**Listed entries:**

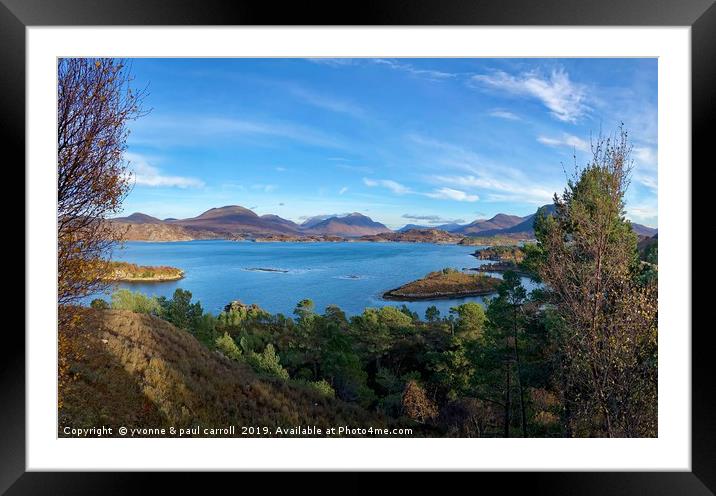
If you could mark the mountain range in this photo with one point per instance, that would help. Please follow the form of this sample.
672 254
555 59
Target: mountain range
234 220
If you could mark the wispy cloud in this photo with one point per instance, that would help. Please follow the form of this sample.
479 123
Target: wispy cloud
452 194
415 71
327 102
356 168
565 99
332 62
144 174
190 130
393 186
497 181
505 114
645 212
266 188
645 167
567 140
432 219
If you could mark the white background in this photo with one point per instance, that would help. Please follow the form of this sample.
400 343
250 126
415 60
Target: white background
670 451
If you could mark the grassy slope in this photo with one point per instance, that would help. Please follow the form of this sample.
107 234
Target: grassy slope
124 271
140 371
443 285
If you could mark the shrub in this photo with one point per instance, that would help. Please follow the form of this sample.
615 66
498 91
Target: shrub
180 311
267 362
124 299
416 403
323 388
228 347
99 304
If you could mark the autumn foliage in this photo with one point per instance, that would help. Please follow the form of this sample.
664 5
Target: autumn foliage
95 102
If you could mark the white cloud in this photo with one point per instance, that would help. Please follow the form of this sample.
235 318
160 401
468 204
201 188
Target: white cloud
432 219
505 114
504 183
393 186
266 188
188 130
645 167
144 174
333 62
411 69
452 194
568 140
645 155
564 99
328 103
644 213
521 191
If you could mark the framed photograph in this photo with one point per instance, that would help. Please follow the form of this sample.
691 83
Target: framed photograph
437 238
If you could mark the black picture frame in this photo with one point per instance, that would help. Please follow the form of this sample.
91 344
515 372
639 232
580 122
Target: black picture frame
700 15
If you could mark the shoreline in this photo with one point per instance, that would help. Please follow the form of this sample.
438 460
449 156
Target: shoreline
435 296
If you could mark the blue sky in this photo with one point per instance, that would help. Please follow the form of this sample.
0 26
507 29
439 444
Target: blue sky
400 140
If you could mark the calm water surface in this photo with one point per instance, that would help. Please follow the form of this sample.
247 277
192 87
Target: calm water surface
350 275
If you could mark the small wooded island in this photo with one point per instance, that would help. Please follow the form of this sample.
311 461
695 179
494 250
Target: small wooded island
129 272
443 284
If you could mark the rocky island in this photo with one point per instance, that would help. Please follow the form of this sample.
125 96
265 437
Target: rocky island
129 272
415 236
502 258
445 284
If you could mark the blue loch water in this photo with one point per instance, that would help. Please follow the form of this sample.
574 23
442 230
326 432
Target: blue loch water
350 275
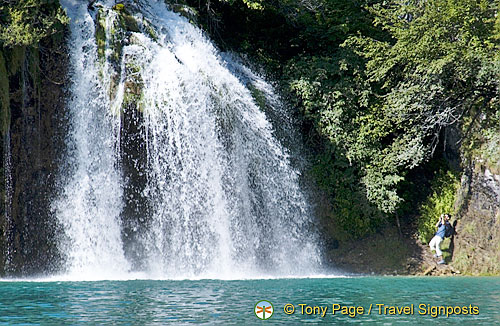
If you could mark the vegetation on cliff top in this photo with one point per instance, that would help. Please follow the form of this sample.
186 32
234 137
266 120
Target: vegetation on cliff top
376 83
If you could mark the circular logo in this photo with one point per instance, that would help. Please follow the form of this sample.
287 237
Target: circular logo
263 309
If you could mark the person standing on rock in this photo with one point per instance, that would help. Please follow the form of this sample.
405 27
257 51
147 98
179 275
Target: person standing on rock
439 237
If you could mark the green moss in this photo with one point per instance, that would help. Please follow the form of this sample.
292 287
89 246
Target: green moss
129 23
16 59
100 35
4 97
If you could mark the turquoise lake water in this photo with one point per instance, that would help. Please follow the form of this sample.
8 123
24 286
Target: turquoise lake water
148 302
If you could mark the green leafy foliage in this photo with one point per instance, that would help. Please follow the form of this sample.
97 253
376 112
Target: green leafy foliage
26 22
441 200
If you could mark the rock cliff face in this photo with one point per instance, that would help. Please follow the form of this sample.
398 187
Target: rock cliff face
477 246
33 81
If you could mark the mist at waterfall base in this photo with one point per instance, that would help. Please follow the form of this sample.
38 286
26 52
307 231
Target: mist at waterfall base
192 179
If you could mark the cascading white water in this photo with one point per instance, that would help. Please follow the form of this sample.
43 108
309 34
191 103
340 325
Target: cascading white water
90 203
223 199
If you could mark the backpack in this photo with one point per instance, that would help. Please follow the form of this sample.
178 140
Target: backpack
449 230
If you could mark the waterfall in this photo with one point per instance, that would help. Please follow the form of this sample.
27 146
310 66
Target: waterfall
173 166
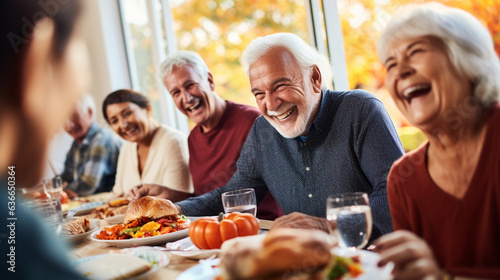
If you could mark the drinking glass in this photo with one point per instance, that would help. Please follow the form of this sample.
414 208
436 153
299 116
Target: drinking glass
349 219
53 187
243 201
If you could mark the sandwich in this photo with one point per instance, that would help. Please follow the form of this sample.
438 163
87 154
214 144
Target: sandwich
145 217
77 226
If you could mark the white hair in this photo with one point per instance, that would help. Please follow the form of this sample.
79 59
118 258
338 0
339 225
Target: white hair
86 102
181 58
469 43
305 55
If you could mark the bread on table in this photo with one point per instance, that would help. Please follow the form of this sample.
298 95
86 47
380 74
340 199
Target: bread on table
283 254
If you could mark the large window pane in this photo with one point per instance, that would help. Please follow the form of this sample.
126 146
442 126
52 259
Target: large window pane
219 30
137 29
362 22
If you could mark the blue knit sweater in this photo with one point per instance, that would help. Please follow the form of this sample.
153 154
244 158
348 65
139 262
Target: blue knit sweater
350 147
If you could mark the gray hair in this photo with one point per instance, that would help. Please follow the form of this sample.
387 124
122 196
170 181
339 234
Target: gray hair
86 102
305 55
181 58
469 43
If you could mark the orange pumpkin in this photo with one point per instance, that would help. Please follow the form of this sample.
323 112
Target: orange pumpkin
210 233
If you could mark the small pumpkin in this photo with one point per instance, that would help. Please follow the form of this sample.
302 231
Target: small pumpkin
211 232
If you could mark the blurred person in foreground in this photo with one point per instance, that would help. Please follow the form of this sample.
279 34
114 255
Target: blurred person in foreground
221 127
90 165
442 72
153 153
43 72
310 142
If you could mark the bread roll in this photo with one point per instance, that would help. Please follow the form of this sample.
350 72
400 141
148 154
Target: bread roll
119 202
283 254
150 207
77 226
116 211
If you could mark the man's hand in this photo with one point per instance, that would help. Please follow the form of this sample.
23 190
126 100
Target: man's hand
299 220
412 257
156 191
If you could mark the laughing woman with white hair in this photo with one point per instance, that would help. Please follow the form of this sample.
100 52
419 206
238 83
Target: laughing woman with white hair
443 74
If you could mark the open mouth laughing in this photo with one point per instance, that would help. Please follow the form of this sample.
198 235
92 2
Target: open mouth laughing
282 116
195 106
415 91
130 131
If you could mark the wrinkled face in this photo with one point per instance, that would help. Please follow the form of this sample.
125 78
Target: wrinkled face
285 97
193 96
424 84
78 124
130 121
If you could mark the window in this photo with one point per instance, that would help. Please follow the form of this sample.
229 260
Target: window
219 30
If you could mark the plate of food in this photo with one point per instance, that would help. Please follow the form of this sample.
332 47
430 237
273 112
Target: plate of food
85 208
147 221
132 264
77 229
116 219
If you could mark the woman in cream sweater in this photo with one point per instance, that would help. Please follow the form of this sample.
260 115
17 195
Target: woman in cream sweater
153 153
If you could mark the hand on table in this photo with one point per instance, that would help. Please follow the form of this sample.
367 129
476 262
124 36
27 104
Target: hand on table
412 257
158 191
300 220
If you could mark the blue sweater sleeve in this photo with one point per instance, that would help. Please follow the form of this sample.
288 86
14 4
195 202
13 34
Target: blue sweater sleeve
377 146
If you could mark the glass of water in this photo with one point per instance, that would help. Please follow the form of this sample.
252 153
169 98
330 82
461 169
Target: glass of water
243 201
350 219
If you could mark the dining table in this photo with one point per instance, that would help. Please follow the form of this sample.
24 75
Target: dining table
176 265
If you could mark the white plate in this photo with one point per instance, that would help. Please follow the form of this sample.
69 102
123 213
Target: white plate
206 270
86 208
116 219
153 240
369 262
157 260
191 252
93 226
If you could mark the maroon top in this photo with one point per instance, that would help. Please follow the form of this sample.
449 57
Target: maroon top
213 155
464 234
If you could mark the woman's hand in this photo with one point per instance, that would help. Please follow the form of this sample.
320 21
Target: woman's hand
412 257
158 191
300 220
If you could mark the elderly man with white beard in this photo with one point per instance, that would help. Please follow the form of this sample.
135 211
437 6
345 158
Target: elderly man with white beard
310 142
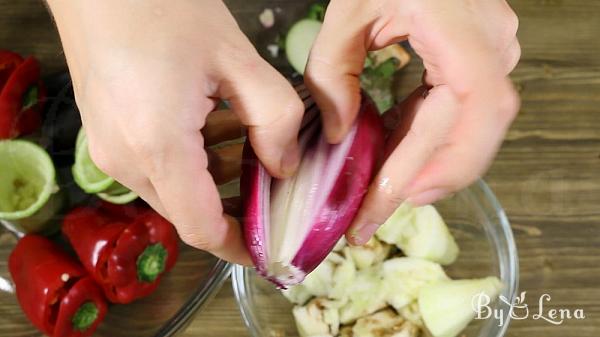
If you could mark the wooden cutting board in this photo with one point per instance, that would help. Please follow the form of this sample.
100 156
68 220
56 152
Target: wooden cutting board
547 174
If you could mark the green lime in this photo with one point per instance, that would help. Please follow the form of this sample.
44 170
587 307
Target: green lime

**Exercise objective:**
From the records above, pull out every line containing the word "lime".

**Answer space:**
If you could mark the green lime in this photo with one point per instance, that would help. Please follow the form of this sample.
Target: green lime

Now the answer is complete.